● What to do
Carry on the passage below about building a membrane from aligned carbon nanotubes in a polystyrene film, starting right after its last sentence.

● Page
-----
Figure 1A shows a scanning electron microscope (SEM) micrograph of as-grown multiwalled CNTs, indicating the characteristic high degree of vertical alignment. The ideal membrane structure will occur when the space between the CNTs is filled with a continuous polymer film and the normally closed ends of the CNTs are etched open (Fig. 1B). To accomplish this, we grew CNTs for 30 min (with an aligned CNT film thickness of 5 to 10 μm) on quartz substrate, in a chemical vapor deposition process that used a ferrocene-xylene-argon-hydrogen feed at 700°C (14). A 50 weight-percent solution of polystyrene (PS) and toluene was spin-coated over the surface (18). PS is known to have high wetability with CNTs, and the CNT array was readily impregnated with PS (19). Because of the high viscous drag within the CNT array, only excess polymer on top of the composite structure was removed during the spin-coating process. The film was dried in vacuum at 70°C for 4 days. Hydrofluoric acid was then used to remove the CNT-PS composite from the quartz substrate, to produce a freestanding composite film of 5- to 10-μm thickness. Figure 1C shows the cleaved edge of the freestanding membrane structure, with CNT alignment intact from top to bottom of the polymer film. A few cut CNTs with high curvature were artifacts of the cleaving and plasma oxidation process. A tortuosity of 1.10 (±0.05) was estimated from the CNT length divided by the film thickness, obtained from cross-sectional micrographs. We then removed a thin layer of excess polymer from the top surface and opened the CNT tips to form a membrane structure. This was accomplished with a H2O plasma-enhanced oxidation process at 600 mtorr H2O pressure and 2.5 W/cm2 for 7 min, similar to conditions used to remove Fe nanocrystal catalyst particles from the tips of CNTs (20).
-----
● Information given
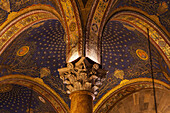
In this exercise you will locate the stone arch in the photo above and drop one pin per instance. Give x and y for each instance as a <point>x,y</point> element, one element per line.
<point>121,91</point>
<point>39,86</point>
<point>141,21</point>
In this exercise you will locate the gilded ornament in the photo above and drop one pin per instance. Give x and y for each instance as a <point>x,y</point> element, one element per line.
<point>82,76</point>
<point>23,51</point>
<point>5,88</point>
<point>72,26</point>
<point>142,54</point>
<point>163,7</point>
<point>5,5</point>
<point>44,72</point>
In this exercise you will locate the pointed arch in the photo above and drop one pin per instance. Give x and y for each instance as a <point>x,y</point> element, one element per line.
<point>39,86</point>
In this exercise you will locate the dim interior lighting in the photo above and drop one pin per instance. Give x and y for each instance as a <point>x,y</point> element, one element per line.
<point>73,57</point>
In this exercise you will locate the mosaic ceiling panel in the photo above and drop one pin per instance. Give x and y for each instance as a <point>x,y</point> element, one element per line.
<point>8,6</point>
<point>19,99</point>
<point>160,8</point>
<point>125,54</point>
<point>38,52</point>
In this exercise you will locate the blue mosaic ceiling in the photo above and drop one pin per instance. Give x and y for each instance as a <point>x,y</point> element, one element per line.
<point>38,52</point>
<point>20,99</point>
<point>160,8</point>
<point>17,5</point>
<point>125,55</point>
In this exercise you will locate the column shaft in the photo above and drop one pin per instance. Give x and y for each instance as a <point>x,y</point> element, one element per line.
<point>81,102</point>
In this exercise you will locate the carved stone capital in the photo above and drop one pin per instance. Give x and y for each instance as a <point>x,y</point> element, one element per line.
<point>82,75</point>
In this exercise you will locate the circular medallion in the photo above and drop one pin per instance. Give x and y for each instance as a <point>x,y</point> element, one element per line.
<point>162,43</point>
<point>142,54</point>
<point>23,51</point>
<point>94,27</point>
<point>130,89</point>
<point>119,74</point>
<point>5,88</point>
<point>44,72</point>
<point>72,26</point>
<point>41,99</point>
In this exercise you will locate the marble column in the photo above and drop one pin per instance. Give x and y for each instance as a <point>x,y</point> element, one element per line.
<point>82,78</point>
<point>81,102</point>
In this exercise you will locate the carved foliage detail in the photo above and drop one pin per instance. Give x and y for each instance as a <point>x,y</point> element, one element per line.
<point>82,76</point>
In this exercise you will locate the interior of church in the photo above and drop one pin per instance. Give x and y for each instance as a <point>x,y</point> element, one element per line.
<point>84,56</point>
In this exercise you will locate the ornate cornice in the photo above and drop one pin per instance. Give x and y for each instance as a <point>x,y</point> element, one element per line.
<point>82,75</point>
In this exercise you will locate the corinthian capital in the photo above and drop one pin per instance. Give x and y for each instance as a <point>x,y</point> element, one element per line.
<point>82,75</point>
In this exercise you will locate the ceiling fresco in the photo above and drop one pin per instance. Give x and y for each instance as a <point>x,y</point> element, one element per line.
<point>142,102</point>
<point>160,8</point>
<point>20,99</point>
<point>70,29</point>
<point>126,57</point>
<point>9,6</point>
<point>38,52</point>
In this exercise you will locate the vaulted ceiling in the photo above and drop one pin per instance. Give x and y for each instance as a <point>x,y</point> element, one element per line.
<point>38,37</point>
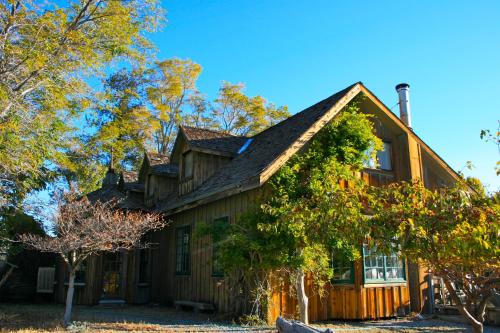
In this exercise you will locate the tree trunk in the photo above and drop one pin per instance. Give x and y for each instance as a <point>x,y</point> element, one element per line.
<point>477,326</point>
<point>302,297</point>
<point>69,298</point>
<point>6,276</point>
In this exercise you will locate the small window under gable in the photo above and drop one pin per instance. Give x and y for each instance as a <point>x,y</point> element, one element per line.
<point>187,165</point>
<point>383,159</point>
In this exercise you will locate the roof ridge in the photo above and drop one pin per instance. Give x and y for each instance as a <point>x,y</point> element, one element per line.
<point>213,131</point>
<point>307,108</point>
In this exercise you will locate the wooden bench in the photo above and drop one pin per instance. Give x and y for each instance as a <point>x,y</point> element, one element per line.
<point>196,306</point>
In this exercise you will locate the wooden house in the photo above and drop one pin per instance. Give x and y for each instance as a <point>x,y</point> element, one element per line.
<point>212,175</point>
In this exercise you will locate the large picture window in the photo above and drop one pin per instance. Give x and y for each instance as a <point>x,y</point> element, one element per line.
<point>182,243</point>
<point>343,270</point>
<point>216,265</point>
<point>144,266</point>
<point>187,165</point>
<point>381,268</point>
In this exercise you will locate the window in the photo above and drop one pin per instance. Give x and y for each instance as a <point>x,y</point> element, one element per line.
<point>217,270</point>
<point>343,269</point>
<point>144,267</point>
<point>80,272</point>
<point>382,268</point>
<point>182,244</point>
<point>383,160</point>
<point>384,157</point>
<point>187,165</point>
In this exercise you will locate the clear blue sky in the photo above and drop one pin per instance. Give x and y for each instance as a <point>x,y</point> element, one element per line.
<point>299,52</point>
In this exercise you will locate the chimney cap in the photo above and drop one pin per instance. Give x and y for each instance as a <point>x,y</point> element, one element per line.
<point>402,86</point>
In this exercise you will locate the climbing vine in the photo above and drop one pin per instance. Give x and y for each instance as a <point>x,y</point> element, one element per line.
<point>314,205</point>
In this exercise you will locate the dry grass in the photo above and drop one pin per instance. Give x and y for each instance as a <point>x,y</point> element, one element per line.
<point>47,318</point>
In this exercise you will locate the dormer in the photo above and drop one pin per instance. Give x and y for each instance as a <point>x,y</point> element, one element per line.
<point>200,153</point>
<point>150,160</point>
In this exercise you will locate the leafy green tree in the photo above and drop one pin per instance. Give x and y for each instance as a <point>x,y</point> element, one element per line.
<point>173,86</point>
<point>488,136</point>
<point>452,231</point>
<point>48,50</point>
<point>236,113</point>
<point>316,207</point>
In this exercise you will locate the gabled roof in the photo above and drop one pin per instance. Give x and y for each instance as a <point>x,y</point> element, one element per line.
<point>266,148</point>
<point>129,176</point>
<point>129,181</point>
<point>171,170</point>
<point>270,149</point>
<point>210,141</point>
-----
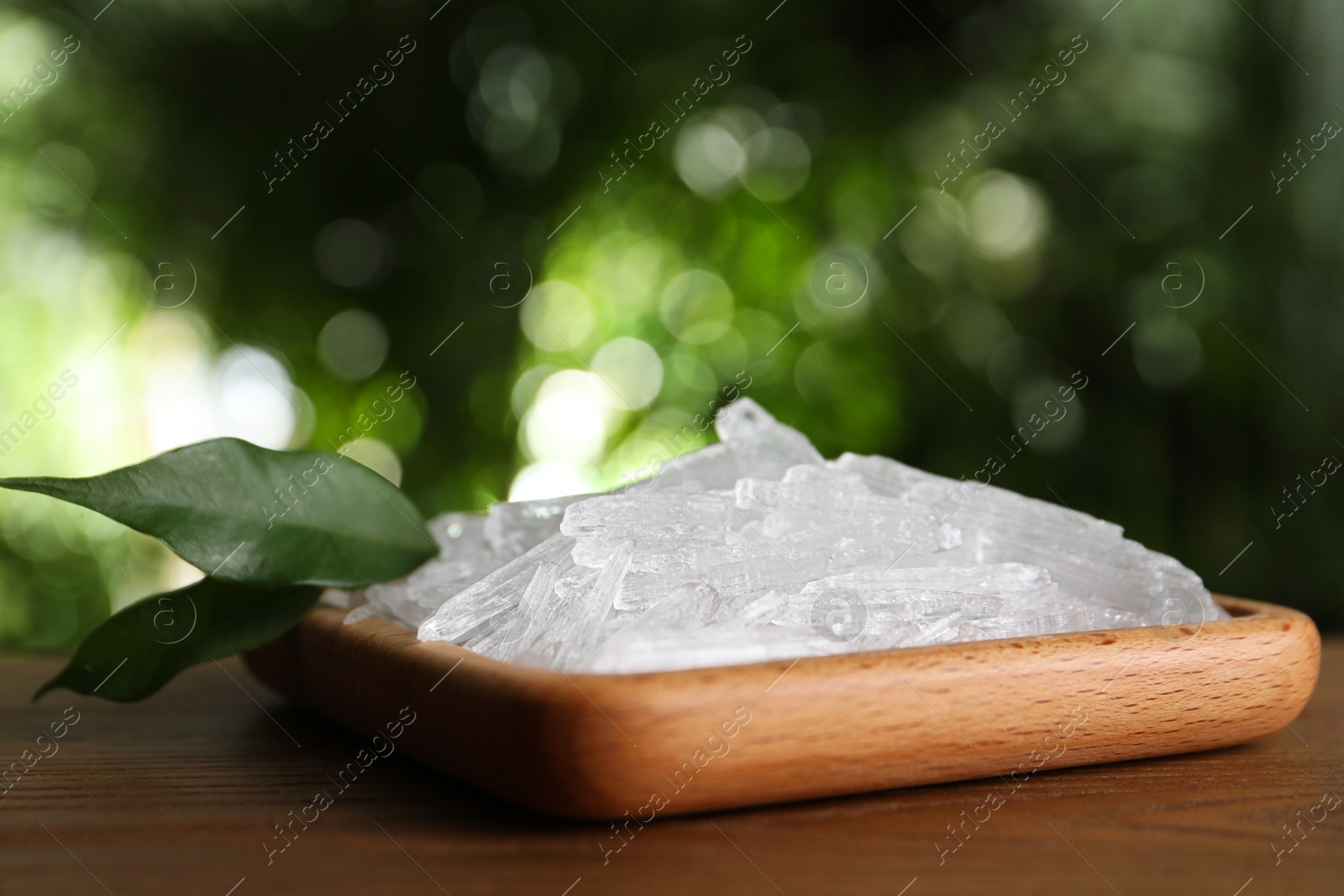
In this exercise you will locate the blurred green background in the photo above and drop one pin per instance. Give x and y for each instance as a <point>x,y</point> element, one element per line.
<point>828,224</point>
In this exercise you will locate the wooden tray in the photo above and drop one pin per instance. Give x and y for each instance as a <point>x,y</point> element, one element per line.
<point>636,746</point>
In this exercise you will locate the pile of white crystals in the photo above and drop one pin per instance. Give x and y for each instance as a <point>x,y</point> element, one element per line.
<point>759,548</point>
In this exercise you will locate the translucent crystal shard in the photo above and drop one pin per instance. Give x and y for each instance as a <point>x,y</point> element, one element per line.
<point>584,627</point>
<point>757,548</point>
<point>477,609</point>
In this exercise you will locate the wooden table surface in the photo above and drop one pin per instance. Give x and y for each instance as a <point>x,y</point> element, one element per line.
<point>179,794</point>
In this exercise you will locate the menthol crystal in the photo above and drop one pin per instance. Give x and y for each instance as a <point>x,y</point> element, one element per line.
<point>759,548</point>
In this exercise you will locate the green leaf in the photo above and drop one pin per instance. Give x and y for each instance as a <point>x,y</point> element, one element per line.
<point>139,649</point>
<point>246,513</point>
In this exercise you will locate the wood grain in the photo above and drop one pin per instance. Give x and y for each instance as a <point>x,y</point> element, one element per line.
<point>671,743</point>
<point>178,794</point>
-----
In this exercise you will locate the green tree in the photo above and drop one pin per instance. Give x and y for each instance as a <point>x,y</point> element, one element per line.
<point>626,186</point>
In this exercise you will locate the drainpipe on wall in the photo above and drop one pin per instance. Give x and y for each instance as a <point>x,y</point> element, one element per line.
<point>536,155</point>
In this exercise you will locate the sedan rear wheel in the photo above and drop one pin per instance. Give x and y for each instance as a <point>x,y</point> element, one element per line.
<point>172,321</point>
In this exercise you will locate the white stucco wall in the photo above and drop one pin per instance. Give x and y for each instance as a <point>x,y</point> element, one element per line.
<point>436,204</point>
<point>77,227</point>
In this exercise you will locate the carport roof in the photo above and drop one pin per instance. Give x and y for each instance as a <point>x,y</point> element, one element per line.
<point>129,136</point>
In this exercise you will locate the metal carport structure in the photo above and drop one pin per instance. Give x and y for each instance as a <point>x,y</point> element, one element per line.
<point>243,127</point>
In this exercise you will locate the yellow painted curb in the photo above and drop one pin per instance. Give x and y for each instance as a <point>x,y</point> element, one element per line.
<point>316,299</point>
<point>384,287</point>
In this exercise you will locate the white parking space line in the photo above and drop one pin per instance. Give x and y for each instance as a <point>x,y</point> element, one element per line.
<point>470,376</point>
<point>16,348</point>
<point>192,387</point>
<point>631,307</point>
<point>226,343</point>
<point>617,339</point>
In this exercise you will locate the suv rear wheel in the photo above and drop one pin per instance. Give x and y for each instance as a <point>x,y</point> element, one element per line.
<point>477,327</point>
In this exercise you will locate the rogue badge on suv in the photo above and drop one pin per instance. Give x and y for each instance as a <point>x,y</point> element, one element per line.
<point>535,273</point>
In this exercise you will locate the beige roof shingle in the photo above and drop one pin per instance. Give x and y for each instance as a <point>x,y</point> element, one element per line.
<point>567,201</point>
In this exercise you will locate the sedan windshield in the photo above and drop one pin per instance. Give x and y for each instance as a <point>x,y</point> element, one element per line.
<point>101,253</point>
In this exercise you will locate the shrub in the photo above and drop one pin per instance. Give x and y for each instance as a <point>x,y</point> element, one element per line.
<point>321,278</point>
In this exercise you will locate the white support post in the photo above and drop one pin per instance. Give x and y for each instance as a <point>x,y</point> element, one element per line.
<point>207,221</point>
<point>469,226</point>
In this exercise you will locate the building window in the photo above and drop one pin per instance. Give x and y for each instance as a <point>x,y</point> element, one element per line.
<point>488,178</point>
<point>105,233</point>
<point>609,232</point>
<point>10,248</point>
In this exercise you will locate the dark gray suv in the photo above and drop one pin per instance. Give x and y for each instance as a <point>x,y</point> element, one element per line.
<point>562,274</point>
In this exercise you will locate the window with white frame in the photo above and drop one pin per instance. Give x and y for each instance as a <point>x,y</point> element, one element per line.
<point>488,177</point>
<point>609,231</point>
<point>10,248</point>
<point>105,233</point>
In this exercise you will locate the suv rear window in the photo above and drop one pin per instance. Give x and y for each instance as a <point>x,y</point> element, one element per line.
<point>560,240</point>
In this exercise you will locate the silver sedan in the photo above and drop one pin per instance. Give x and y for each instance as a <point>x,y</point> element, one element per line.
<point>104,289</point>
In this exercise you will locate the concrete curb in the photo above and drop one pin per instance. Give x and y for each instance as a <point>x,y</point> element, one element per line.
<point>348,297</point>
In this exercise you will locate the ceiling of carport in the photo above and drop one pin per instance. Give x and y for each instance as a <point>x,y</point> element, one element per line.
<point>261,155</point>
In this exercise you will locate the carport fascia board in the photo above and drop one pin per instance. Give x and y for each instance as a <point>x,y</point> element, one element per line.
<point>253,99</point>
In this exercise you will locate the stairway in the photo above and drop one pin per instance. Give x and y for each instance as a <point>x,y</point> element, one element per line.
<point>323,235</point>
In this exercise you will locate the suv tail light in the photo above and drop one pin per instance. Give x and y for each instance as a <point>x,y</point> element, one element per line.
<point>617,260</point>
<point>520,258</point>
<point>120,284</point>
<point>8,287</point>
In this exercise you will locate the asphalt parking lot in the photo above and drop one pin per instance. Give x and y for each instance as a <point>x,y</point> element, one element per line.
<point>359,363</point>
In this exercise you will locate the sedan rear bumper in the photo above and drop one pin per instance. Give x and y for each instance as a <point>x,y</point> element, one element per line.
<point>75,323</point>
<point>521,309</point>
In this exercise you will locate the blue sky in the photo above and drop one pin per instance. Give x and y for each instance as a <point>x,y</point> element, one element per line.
-----
● Exercise response
Fig. 1.

(A) An as-grown, dense, multiwalled CNT array produced with an Fe-catalyzed chemical vapor deposition process (18). Scale bar, 50 μm. (B) Schematic of the target membrane structure. With a polymer embedded between the CNTs, a viable membrane structure can be readily produced, with the pore being the rigid inner-tube diameter of the CNT. (C) The cleaved edge of the CNT-PS membrane after exposure to H2O plasma oxidation. The PS matrix is slightly removed to contrast the alignment of the CNTs across the membrane. Scale bar, 2.5 μm.

The overall processing scheme for the CNT membrane is shown in fig. S1. The plasma oxidation process etches PS faster than CNTs; thus, the CNT tips were 10 to 50 nm above the polymer surface. SEM analysis of this surface gave an estimated areal density of 6 (±3) × 1010 CNT tips per cm2. Importantly, the plasma process left the tips of the CNTs functionalized with carboxylate groups that could be readily reacted with biomolecules, including a wide variety of selective receptors (2123). Transmission electron microscopy (TEM) of dissolved membranes (figs. S2 and S3) demonstrated that ∼70% of the CNT tips had been opened by the plasma oxidation process under our conditions. Substantial amounts of Fe catalyst were observed in the cores of the CNTs, but were reduced by 24 hours of HCl treatment. Electrical transport measurements were also consistent with the presence of highly conductive CNTs that span from top to bottom of the insulating polymer film. The conductivity from top to bottom of the membrane (Au film contacts) was 35.2 Ω–1cm–1, whereas a 4-point probe that measured sheet resistance gave an in-plane conductivity value two orders of magnitude less than that, at 0.32 Ω–1cm–1. Reduced in-plane conductivity would be expected, because neighboring CNTs only touched each other with the modest tortuosity seen in Fig. 1C.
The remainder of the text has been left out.